— Information shown —

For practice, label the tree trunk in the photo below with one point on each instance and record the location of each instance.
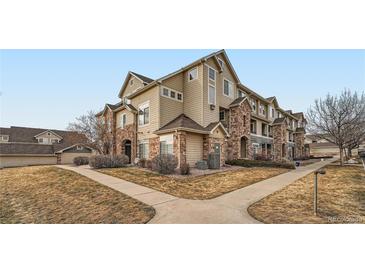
(341, 156)
(349, 152)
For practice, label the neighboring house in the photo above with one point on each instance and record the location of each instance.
(319, 146)
(22, 146)
(200, 109)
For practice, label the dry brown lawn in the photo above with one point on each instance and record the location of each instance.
(52, 195)
(341, 199)
(199, 187)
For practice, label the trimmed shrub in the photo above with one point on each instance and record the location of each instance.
(81, 160)
(149, 164)
(108, 161)
(142, 162)
(256, 163)
(185, 169)
(164, 164)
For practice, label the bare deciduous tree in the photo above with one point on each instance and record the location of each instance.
(96, 130)
(337, 118)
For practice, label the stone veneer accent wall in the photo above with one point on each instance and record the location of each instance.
(208, 147)
(299, 144)
(123, 134)
(154, 147)
(239, 126)
(179, 147)
(279, 136)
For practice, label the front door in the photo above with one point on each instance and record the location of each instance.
(128, 150)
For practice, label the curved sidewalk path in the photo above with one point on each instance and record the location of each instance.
(230, 208)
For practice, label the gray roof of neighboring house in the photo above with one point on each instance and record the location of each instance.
(145, 79)
(22, 140)
(21, 148)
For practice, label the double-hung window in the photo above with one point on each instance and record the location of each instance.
(211, 73)
(227, 88)
(143, 149)
(124, 120)
(166, 144)
(211, 95)
(193, 74)
(144, 114)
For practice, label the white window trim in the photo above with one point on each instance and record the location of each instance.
(169, 96)
(121, 122)
(197, 74)
(229, 95)
(224, 115)
(215, 96)
(144, 105)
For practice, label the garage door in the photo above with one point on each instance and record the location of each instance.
(67, 158)
(194, 148)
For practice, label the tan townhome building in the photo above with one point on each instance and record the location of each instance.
(202, 109)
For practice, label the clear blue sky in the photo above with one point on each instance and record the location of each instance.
(49, 88)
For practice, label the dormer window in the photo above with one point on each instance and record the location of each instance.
(4, 138)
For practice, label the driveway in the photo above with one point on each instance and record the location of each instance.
(230, 208)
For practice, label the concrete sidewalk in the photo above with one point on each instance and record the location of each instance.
(230, 208)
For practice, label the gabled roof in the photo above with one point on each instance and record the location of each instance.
(183, 122)
(191, 65)
(50, 131)
(144, 80)
(238, 101)
(279, 120)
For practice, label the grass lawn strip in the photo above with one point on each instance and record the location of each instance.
(53, 195)
(199, 187)
(341, 199)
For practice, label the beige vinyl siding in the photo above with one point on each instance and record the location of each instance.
(118, 116)
(131, 88)
(211, 116)
(14, 161)
(175, 82)
(193, 96)
(194, 148)
(153, 96)
(169, 110)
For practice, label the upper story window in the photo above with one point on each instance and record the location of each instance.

— How to complete this task —
Your answer should be the lines from the one containing "For practice, label the beige" through the end of the records, both included, output exactly and with nothing added.

— Output —
For practice, label the beige vinyl siding in the photo above with one point on each instance and record the location of each instance.
(118, 116)
(131, 88)
(211, 116)
(14, 161)
(175, 82)
(193, 96)
(194, 148)
(153, 96)
(169, 110)
For practice, label the upper story window in the photo above with one point on each instance and record the location of each instance.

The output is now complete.